_Saved entries_:
· · ·

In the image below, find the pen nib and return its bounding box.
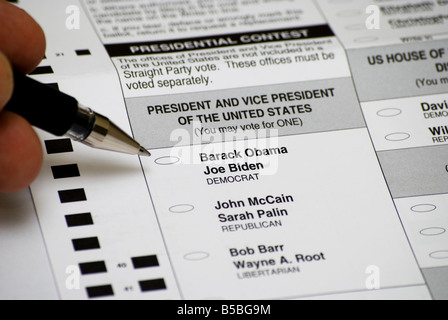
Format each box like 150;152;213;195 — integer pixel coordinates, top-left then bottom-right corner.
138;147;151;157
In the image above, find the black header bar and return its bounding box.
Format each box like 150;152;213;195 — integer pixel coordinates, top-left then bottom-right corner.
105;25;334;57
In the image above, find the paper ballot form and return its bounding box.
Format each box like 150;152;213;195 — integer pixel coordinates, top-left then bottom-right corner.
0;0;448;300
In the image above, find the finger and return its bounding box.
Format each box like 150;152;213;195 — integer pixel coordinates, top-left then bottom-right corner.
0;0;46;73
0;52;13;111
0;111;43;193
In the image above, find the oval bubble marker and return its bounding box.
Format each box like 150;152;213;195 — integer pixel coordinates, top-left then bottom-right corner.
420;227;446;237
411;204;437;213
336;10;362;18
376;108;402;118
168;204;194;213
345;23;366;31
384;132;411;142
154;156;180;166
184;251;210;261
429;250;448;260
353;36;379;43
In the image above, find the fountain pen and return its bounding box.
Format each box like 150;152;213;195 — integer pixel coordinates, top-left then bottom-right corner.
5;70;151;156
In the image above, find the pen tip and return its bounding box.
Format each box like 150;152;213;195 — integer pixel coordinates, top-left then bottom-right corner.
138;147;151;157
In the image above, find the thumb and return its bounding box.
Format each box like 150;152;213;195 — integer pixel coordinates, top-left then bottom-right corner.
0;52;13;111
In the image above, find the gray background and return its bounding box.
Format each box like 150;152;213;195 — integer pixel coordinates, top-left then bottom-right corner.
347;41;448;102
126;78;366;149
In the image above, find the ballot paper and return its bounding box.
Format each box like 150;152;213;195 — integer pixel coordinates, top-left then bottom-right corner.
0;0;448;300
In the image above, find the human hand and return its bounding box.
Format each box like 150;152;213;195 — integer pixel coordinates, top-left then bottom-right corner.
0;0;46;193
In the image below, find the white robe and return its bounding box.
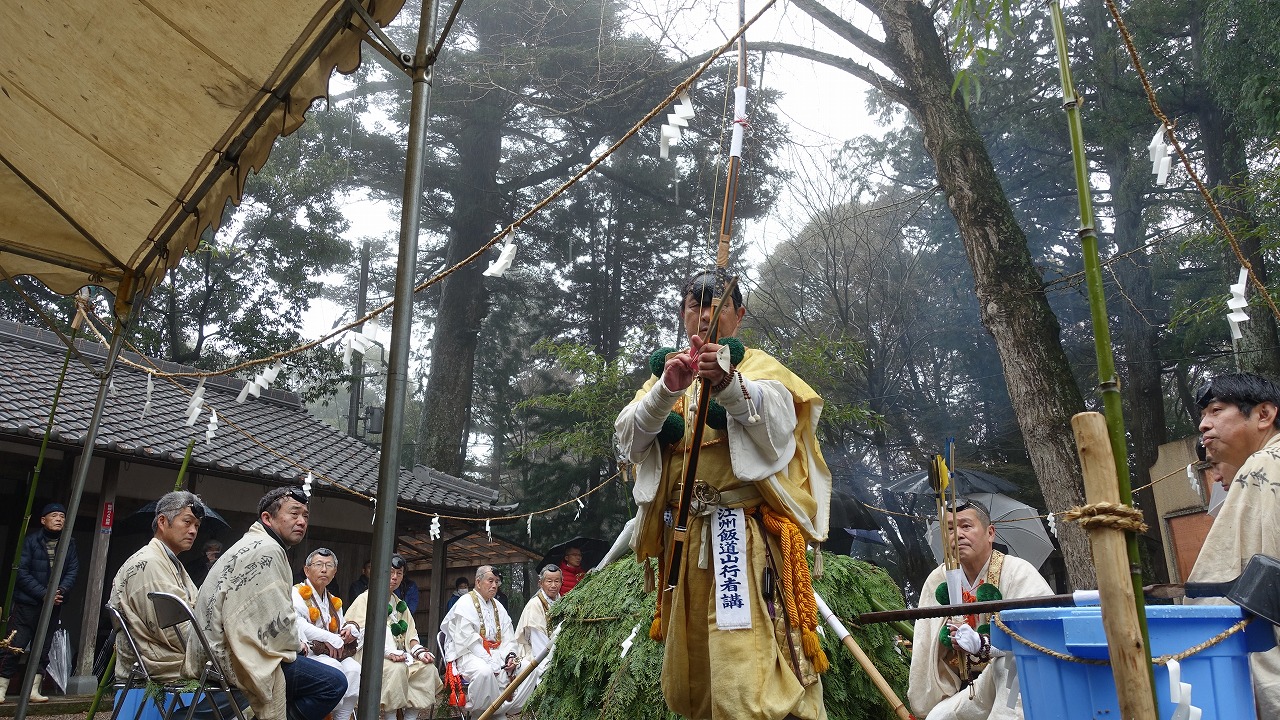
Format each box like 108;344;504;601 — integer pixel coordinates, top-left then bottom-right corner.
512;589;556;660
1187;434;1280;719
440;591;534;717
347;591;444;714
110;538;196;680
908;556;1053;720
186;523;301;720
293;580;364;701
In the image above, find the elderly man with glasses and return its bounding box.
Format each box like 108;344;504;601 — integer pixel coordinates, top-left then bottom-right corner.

· · ·

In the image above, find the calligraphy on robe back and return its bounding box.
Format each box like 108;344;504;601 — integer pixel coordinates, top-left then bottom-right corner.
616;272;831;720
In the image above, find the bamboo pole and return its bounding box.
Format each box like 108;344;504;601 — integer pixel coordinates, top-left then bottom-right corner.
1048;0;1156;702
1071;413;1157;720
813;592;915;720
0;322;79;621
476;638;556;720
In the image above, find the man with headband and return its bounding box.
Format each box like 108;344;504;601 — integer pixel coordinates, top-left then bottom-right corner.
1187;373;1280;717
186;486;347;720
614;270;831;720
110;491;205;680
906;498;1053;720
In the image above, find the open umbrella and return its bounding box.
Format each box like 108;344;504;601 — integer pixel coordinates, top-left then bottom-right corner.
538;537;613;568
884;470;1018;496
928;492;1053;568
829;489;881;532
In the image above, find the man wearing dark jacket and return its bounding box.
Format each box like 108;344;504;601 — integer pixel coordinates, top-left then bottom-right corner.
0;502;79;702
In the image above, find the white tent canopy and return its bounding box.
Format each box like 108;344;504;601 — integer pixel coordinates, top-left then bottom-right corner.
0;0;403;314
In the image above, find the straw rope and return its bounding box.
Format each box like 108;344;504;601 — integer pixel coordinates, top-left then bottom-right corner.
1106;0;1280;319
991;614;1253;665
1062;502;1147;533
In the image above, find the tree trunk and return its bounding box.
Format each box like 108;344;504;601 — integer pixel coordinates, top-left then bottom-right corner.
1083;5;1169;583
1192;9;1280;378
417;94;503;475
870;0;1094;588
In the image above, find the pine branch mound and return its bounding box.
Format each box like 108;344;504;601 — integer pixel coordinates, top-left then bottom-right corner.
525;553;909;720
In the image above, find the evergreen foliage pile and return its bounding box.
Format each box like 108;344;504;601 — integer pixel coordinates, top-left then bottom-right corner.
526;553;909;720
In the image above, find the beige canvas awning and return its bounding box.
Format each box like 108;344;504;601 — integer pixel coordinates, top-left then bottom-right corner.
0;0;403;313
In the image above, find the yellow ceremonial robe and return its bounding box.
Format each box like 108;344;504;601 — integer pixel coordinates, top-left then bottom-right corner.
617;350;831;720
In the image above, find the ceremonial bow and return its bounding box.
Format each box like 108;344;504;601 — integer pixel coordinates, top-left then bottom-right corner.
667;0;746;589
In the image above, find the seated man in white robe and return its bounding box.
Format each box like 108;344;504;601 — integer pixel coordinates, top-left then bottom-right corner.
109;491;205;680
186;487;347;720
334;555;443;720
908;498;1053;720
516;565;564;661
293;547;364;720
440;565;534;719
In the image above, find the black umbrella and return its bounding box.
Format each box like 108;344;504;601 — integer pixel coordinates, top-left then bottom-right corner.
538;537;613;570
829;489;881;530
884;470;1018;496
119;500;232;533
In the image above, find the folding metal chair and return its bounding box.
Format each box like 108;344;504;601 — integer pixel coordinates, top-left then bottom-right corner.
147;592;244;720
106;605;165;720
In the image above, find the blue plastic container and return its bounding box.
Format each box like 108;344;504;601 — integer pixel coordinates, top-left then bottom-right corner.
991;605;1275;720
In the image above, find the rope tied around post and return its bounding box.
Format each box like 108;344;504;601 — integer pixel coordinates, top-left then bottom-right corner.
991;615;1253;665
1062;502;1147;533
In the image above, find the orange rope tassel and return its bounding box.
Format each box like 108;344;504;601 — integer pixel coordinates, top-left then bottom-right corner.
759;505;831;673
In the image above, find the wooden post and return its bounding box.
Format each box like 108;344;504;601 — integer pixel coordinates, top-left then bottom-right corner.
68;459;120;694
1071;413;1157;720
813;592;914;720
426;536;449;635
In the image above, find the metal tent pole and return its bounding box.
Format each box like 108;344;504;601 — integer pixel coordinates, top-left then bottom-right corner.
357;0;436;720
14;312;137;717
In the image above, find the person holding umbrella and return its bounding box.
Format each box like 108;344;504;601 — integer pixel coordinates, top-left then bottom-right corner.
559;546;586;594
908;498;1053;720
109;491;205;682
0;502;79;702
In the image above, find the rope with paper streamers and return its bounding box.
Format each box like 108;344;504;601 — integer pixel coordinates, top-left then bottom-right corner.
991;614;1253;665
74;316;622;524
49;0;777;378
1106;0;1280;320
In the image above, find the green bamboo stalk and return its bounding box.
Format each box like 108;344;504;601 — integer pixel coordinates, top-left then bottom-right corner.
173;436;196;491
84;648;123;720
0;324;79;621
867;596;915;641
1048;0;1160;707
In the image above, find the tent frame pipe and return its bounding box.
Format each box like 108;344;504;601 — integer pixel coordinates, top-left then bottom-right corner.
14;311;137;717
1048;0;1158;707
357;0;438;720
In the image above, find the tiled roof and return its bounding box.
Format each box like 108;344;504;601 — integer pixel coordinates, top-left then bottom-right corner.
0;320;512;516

· · ·

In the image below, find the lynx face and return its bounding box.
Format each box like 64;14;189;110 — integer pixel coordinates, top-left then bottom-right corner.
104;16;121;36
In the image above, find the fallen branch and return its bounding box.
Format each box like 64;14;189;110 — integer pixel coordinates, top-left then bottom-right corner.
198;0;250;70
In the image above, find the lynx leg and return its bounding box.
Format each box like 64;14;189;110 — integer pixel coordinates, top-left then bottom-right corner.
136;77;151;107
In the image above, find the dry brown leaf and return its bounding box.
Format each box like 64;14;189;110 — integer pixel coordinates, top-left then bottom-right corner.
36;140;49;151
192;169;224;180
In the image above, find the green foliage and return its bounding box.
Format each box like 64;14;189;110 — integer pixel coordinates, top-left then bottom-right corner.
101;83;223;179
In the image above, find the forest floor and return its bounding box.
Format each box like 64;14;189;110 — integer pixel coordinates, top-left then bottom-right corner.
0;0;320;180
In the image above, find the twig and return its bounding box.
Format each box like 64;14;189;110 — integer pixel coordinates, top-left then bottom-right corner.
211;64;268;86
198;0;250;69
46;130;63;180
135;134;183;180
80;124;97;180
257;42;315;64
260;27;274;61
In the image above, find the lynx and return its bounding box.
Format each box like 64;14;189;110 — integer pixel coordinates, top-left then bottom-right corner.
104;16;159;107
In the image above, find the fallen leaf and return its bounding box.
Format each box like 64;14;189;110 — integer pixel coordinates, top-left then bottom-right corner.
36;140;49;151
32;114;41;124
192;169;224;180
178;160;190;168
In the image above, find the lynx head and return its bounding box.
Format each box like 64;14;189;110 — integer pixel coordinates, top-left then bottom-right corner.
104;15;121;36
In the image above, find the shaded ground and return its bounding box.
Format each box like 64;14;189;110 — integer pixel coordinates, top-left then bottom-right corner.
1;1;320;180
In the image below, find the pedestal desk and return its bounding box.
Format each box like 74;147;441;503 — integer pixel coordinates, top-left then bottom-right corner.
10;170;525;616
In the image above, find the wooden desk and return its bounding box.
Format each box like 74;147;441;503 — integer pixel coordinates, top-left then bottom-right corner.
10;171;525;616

· · ·

_Exercise description_:
Repeat, with no changes, the rows beginning at the line containing "In the image above, find the fallen leaf" and ending at the line containing "10;171;525;616", both of those lines included.

_Solution for this problem_:
In the image above, find the fallen leaf and return its bounding box.
Format each box like 64;14;189;110 — integer pixel coordinates, top-left then bottom-right corner.
36;140;49;151
32;114;41;124
192;169;224;180
178;160;190;168
In the image above, find the lynx head and return its bounding box.
Format each box like 64;14;189;110 — integer pixel coordinates, top-left then bottom-right corner.
104;15;121;36
In the image above, find the shaded ground and return its bounding box.
Format each box like 64;14;189;110 — integer pixel coordinates, top-left then bottom-right corner.
1;1;320;180
In the image below, find the pedestal desk and return its bounding box.
Format each box like 74;147;441;503 — integer pixel coordinates, top-left then bottom-right corner.
10;170;525;616
In the image above, find the wooden desk and return its bounding box.
Format each box like 74;147;441;503 — integer pixel coordinates, top-left then bottom-right corner.
10;171;525;616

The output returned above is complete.